▶ **The data**
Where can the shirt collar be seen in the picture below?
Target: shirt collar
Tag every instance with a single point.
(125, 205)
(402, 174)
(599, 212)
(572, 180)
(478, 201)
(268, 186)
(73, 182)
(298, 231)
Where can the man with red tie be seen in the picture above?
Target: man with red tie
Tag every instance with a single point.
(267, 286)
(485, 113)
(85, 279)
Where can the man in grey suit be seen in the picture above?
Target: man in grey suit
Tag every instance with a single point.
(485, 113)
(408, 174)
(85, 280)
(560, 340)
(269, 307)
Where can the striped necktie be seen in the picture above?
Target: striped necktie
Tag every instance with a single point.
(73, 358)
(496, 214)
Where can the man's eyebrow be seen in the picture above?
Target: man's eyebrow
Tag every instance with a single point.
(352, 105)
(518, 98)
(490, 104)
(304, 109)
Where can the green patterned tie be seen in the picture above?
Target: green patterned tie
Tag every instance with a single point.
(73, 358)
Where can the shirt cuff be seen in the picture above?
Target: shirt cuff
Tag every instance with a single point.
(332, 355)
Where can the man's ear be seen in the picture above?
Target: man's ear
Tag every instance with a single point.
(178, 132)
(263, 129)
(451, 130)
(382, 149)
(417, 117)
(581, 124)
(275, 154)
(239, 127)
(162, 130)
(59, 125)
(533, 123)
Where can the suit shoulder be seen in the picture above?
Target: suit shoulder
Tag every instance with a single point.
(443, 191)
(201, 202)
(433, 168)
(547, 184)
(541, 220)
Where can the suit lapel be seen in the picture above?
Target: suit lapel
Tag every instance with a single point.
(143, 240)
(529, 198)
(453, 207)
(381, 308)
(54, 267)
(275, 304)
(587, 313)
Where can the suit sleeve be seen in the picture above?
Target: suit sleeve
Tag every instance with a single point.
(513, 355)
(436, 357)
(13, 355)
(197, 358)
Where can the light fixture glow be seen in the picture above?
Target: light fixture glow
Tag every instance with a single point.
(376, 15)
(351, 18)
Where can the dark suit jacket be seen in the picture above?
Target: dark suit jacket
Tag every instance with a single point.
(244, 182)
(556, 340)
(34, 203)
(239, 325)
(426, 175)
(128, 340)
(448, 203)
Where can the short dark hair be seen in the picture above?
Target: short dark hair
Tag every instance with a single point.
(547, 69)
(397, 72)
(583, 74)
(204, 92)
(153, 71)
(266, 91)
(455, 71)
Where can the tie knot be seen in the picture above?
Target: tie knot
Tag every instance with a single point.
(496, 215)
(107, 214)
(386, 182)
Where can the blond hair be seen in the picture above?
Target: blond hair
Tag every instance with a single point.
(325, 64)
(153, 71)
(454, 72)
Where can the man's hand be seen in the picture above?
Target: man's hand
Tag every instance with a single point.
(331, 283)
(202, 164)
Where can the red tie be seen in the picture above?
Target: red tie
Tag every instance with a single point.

▶ **Assignment**
Up to and including the line with "Target: man's ear", print every line of the records from the start.

▶ **Response box**
Where can the shirt collar be seen in the picture below?
Target: shirt collar
Tag every instance with a single point.
(125, 205)
(402, 174)
(599, 212)
(572, 180)
(478, 201)
(268, 186)
(73, 182)
(298, 231)
Where can the man with red tie be seen in the picture above?
Target: man with red tie
Tag every instance with a single point.
(267, 286)
(485, 113)
(85, 279)
Where can the man in grey suit be seen in the picture above?
Target: man in grey suit
Tag every instance with a single point.
(485, 113)
(408, 174)
(85, 280)
(560, 340)
(269, 307)
Where can the striped necktie be seen in the picture above?
Target: striped necktie
Tag every instance with a single point.
(73, 358)
(496, 214)
Where can the man's eyebrow be seen in the picture above?
Target: man's eyebrow
Tag every instance with a single point.
(352, 105)
(518, 98)
(490, 104)
(304, 109)
Where can the green patterned tie be seen in the picture above?
Target: green patterned tie
Tag every instance with a single point.
(73, 358)
Where can the shirt cuff be seen in the picture above?
Target: shirt cuff
Tag every instance with a single point.
(332, 355)
Where can the man's ear be seen in the picture above?
Target: man's ear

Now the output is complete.